Stored items from a collection
*** Begin section ***
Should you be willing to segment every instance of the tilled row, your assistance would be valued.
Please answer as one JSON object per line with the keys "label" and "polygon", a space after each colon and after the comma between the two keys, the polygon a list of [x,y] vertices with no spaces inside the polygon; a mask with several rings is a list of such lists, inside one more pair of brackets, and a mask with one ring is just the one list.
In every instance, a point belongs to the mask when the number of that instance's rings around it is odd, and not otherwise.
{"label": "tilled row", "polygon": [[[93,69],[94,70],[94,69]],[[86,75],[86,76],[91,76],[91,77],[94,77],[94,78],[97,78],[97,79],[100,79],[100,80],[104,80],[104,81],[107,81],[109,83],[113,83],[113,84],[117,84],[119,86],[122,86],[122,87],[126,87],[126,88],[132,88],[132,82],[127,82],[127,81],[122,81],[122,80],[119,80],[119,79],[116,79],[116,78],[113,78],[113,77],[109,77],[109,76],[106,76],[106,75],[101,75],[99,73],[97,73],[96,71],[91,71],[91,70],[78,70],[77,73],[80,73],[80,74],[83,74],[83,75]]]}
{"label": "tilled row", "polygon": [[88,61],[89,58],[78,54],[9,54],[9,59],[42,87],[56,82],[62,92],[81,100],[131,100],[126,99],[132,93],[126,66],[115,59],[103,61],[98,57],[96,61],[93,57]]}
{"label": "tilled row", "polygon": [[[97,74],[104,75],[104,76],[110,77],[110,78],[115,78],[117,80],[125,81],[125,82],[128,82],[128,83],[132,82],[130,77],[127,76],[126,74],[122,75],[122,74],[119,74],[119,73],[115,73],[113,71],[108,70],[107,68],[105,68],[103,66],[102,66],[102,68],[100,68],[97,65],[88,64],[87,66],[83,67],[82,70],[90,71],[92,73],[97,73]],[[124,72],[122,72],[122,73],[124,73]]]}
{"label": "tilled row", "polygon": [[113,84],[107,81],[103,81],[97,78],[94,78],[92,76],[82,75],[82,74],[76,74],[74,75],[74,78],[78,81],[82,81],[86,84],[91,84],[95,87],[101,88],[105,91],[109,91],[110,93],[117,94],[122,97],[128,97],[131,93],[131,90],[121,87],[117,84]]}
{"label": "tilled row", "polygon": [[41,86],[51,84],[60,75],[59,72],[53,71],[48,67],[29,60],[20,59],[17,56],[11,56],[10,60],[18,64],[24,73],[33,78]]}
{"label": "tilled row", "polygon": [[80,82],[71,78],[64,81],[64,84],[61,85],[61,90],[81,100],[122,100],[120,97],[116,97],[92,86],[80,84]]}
*** End section ***
Word for word, transcribe all of the entries shown above.

Should you be willing to segment every instance of the tilled row, your assistance would be valued.
Please answer as one JSON object per line with the keys "label" and "polygon", a space after each colon and after the comma between the two keys, the polygon a list of [x,y] vertices with no spaces inside the polygon; a mask with several rings is a list of such lists, inside one more pair of brackets, and a mask with one ring is just the one list.
In every instance, a point belongs to the mask when the number of that instance's rings around it is odd, and not otherwise.
{"label": "tilled row", "polygon": [[[93,69],[94,70],[94,69]],[[86,75],[86,76],[91,76],[91,77],[94,77],[94,78],[97,78],[97,79],[100,79],[100,80],[104,80],[104,81],[107,81],[109,83],[113,83],[113,84],[117,84],[119,86],[122,86],[122,87],[126,87],[126,88],[132,88],[132,82],[127,82],[127,81],[122,81],[122,80],[119,80],[119,79],[116,79],[116,78],[113,78],[113,77],[109,77],[109,76],[106,76],[106,75],[101,75],[99,73],[97,73],[96,71],[91,71],[91,70],[78,70],[77,73],[80,73],[80,74],[83,74],[83,75]]]}
{"label": "tilled row", "polygon": [[88,61],[89,58],[78,54],[9,54],[9,59],[42,87],[56,82],[62,92],[81,100],[131,100],[126,99],[132,93],[126,66],[115,59],[103,61],[98,57],[96,61],[93,57]]}
{"label": "tilled row", "polygon": [[[97,74],[104,75],[104,76],[110,77],[110,78],[115,78],[117,80],[125,81],[125,82],[128,82],[128,83],[132,82],[130,77],[127,76],[126,74],[122,75],[122,74],[119,74],[119,73],[115,73],[113,71],[108,70],[107,68],[105,68],[103,66],[102,66],[102,68],[100,68],[97,65],[88,64],[87,66],[83,67],[82,70],[90,71],[92,73],[97,73]],[[124,72],[122,72],[122,73],[124,73]]]}
{"label": "tilled row", "polygon": [[113,84],[107,81],[103,81],[97,78],[94,78],[92,76],[82,75],[82,74],[76,74],[74,75],[74,78],[78,81],[82,81],[86,84],[91,84],[95,87],[101,88],[105,91],[109,91],[110,93],[117,94],[122,97],[128,97],[131,93],[131,90],[121,87],[117,84]]}
{"label": "tilled row", "polygon": [[41,86],[51,84],[60,75],[59,72],[53,71],[48,67],[29,60],[20,59],[17,56],[11,56],[10,60],[18,64],[24,73],[33,78]]}
{"label": "tilled row", "polygon": [[80,82],[71,78],[64,81],[64,84],[61,85],[61,90],[81,100],[122,100],[120,97],[116,97],[92,86],[80,84]]}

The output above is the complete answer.